What the exercise asks
Can you reproduce every one of the records below, word for word and line by line?

Material for this task

....................

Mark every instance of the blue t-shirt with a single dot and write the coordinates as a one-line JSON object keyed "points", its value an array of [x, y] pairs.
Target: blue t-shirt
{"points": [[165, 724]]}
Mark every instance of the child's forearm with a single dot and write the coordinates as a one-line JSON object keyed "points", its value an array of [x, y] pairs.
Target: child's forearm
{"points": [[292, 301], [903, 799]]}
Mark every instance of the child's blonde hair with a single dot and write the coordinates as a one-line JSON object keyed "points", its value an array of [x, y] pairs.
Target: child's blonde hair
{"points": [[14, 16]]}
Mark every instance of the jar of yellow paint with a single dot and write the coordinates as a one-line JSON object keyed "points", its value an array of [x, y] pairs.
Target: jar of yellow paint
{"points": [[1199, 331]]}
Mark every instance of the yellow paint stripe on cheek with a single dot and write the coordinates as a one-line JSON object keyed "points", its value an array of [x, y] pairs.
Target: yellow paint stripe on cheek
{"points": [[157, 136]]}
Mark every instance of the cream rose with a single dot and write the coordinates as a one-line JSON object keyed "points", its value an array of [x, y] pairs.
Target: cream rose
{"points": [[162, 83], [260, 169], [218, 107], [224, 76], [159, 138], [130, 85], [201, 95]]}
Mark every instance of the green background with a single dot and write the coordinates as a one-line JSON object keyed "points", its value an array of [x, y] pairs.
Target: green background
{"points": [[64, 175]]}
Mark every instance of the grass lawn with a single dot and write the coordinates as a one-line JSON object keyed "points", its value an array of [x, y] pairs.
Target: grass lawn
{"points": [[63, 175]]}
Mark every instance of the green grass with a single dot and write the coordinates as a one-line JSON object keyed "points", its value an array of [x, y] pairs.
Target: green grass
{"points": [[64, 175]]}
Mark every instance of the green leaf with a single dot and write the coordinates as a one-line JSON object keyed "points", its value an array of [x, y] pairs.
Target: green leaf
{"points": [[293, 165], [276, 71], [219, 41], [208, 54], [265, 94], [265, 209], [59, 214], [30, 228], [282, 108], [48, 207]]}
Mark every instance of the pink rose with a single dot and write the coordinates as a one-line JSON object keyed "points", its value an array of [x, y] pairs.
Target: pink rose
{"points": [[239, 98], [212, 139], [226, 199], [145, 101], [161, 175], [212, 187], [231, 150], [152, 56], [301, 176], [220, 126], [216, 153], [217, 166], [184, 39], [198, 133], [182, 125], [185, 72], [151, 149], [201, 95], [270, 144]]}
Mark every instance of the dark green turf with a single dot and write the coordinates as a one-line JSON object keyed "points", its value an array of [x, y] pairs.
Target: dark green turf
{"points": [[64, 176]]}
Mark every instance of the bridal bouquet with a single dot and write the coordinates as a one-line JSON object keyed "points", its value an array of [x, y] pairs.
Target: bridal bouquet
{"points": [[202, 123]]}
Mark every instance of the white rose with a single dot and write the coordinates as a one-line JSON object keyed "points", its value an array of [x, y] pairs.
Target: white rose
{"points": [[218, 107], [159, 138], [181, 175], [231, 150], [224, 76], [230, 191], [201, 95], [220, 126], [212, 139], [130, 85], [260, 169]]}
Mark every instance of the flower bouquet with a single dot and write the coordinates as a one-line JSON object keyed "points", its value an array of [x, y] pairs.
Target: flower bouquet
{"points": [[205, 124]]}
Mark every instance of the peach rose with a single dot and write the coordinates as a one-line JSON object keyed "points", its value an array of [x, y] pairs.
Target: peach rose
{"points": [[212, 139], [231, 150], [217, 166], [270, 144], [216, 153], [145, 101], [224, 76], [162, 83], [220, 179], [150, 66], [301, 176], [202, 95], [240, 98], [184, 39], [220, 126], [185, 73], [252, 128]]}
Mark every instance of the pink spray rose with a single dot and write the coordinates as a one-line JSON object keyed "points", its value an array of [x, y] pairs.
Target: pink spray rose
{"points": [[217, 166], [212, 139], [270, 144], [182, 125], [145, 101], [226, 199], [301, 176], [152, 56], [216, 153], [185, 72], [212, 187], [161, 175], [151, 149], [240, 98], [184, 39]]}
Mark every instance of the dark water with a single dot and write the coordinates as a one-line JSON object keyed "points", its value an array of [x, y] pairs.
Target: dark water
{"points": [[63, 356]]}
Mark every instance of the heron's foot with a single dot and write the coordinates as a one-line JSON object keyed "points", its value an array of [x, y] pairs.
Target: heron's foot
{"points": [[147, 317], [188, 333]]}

....................

Solution
Mark every instance of the blue t-shirt with a single dot and write the coordinates as a one-line JSON object keyed "points", its value an array of [x, y] pairs.
Target: blue t-shirt
{"points": [[165, 724]]}
Mark every instance of the child's forearm with a single dot and write the coordinates as a one-line JSON object keyed "points", its value an array of [x, y] pairs.
Target: child's forearm
{"points": [[292, 301], [903, 799]]}
Mark every instance of the child's blonde hair with a single dot and write the coordinates as a one-line JSON object keyed "points", its value an array of [x, y] pairs.
Target: child's blonde hair
{"points": [[14, 16]]}
Mark every instance of the jar of yellow paint with a single dot and write the coordinates as a one-line JSON object keyed "points", its value an array of [x, y] pairs.
Target: jar of yellow paint
{"points": [[1199, 331]]}
Mark every instance of the yellow paint stripe on cheek with a single dot and write the coordinates as a one-line JSON object keyed "points", its value an array of [x, y] pairs.
Target: yellow paint stripe on cheek
{"points": [[157, 136]]}
Mark every instance of the cream rose with a single dot and write the coordinates as a one-line JSON object keyed "points", its value an array of [x, y] pairs.
Target: cream rose
{"points": [[162, 83], [260, 169], [218, 107], [224, 76], [159, 138], [130, 85], [201, 95]]}
Mark every instance of the green background with a single dot and write the coordinates as a one-line JSON object keyed "points", its value an array of [x, y] pairs.
Target: green background
{"points": [[64, 175]]}
Mark every instance of the grass lawn with a single dot and write the coordinates as a one-line JSON object keyed "points", its value an array of [x, y] pairs.
Target: grass lawn
{"points": [[63, 175]]}
Mark every instance of the green grass with a single dot and write the coordinates as a one-line JSON object keyed "points", its value an array of [x, y] pairs.
Target: green grass
{"points": [[64, 175]]}
Mark every instance of the green leaf with a single dot and write the coordinates as a one-line JSON object keyed "points", its value an array of [x, y] pairs.
Target: green leaf
{"points": [[293, 165], [276, 71], [219, 41], [208, 54], [265, 94], [265, 209], [59, 214], [30, 228], [282, 108], [48, 207]]}
Mark every instance of the pink rose with a single dot and write the coordinates as a one-line JSON object keyed "points", its value an array of [x, y] pairs.
Target: pink rose
{"points": [[239, 98], [212, 139], [226, 199], [145, 101], [161, 175], [212, 187], [231, 150], [152, 56], [301, 176], [220, 126], [216, 153], [217, 166], [184, 39], [198, 133], [182, 125], [185, 72], [151, 149], [201, 95], [270, 144]]}
Mark every instance of the dark green turf with a single dot and write the coordinates as a one-line JSON object keyed "points", its value an array of [x, y] pairs.
Target: dark green turf
{"points": [[64, 176]]}
Mark every instance of the bridal bouquet with a single dot and write the coordinates as a one-line JSON object keyed "points", its value an array of [x, y] pairs.
Target: bridal bouquet
{"points": [[202, 123]]}
Mark every instance of the white rose with a single dot and write the coordinates as a one-line JSON object keyed "points", its value an array of [x, y] pairs.
Target: white rose
{"points": [[218, 107], [159, 138], [181, 175], [231, 150], [224, 76], [230, 191], [201, 95], [220, 126], [212, 139], [130, 85], [260, 169]]}
Mark every instance of the flower bouquet with a single dot and write the coordinates as a one-line JSON object keyed "points", its value an array of [x, y] pairs.
Target: flower bouquet
{"points": [[205, 124]]}
Mark every instance of the peach rose with a single dot and write the coordinates as a one-line JSON object keyed "points", its value an array of [x, y] pairs.
Target: peach rose
{"points": [[212, 139], [231, 150], [217, 166], [270, 144], [216, 153], [145, 101], [224, 76], [162, 83], [220, 179], [150, 66], [301, 176], [202, 95], [240, 98], [184, 39], [220, 126], [185, 73], [252, 128]]}
Mark every instance of the pink spray rose with a single dot and write the coordinates as a one-line JSON object keyed "points", its value an array of [x, y] pairs.
Target: pink spray rose
{"points": [[217, 166], [212, 139], [270, 144], [182, 125], [145, 101], [226, 199], [301, 176], [152, 56], [216, 153], [185, 72], [212, 187], [161, 175], [151, 149], [240, 98], [184, 39]]}
Mark every instance of the dark water with a single dot and write the coordinates as a one-line JSON object keyed "points", its value an array of [x, y] pairs.
Target: dark water
{"points": [[63, 356]]}
Mark every instance of the heron's foot with a single dot and write the coordinates as a one-line JSON object keyed "points", its value an array of [x, y] pairs.
Target: heron's foot
{"points": [[147, 317], [188, 333]]}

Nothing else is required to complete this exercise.